**EXERCISE 1**
From the conceptual models passage below, print the part from "Conceptualizing ecosystem function" to "and the public.".
**EXERCISE 2**
Answer these questions using the conceptual models passage below.
(a) From which NPS program's experience were lessons about monitoring program design drawn?
(b) Whose examples does the NETN program generally follow to draft its diagrammatic conceptual models?
(c) What accompanies those diagrammatic models?

**DOCUMENT EXCERPT**
################
Conceptual Models

Development of conceptual models is an important step in the design of the Vital Signs Monitoring Program for each network. The need for this key step is based on lessons learned about monitoring program designs from the NPS experience with its prototype parks program, and from many other monitoring programs. These lessons demonstrate that monitoring efforts are based on some underlying understanding of how the ecosystem in question works. Conceptual models play several useful roles in monitoring program design, including:

	Conceptualizing ecosystem function and structure (cumulative, holistic, multi-scale);
	Identifying major stressors, attributes affected, impacts, and indicators at a broad level;
	Aid in identifying "vital signs" to detect ecological health changes;
	Formalizing current understanding of the context and scope of the ecological processes important in the area of interest;
	Expanding our consideration across traditional discipline boundaries, fostering integration of biotic and abiotic information;
	Facilitating communication among scientists from different disciplines, between scientists and managers, and between managers and the public.

In the development of the NETN Vital Signs Monitoring Program, we have chosen to generally follow examples from Noon, et al. (2002) to draft the diagrammatic conceptual models and accompany these models with narratives that describe the details of the interactions among the components. These models identify ecosystem processes/functions that are integrated with structural/compositional attributes and predict biodiversity responses.
################
**MATERIAL SHOWN**

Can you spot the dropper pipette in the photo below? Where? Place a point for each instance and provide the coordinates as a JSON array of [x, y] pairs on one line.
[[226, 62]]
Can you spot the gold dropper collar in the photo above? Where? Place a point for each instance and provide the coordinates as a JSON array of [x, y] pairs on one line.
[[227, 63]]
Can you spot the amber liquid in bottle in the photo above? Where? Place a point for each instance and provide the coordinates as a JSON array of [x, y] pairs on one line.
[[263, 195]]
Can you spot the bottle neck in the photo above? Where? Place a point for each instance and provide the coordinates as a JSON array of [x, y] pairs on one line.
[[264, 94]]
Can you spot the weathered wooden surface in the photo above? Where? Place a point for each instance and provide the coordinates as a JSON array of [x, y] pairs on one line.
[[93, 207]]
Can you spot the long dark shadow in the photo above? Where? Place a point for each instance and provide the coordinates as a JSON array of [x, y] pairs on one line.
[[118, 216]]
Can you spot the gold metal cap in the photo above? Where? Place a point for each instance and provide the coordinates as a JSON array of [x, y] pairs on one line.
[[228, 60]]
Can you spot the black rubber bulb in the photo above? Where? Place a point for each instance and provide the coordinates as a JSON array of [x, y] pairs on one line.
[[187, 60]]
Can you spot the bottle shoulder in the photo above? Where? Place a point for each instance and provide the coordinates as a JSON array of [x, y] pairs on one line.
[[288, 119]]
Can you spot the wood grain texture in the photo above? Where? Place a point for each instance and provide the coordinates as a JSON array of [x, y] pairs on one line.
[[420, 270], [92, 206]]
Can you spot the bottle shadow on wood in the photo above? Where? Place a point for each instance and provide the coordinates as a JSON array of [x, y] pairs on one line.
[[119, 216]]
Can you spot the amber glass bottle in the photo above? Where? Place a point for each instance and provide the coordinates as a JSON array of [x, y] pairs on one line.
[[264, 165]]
################
**EXERCISE RESPONSE 1**
Conceptualizing ecosystem function and structure (cumulative, holistic, multi-scale);
	Identifying major stressors, attributes affected, impacts, and indicators at a broad level;
	Aid in identifying "vital signs" to detect ecological health changes;
	Formalizing current understanding of the context and scope of the ecological processes important in the area of interest;
	Expanding our consideration across traditional discipline boundaries, fostering integration of biotic and abiotic information;
	Facilitating communication among scientists from different disciplines, between scientists and managers, and between managers and the public.

**EXERCISE RESPONSE 2**
(a) Its prototype parks program.
(b) Noon, et al. (2002).
(c) Narratives that describe the details of the interactions among the components.